CHALLENGE:
Retype the part of the listing below that opens with the line containing "Guideline: for each instance of the food" and closes with the line containing "column 277, row 41", including both of those lines, copying every line exactly.

Dataset entries
/---

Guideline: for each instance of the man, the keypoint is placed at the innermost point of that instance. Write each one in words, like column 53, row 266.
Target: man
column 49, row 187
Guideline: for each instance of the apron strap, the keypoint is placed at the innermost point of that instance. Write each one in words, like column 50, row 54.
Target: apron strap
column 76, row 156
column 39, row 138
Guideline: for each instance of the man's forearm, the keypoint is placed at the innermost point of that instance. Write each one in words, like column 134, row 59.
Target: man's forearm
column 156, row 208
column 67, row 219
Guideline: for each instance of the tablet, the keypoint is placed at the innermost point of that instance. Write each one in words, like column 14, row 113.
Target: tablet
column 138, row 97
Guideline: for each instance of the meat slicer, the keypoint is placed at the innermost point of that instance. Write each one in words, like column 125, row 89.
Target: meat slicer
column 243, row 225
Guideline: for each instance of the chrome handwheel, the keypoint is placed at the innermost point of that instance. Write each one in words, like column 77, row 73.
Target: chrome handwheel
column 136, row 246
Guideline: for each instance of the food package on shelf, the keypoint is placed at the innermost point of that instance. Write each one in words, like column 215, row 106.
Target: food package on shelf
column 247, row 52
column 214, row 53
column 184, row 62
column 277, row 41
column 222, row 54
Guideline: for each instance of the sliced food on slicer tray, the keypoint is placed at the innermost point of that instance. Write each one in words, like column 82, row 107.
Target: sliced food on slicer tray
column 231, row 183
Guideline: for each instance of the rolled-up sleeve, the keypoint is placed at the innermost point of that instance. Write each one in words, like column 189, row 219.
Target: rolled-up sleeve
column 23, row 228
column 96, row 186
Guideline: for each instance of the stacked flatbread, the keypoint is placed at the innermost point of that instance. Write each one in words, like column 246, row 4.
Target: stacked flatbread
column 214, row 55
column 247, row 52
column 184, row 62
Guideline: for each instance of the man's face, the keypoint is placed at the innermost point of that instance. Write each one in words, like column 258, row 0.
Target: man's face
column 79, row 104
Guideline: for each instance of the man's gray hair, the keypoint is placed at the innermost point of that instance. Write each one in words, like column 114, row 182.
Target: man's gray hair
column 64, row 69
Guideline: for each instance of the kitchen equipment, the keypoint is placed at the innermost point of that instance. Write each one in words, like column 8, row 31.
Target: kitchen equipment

\---

THE RESPONSE:
Guideline: for each instance of the food package on shelf, the keypoint is placed at the innermost point of that instance. Write each one in words, like column 215, row 106.
Target: food package on shelf
column 247, row 52
column 214, row 53
column 184, row 62
column 277, row 41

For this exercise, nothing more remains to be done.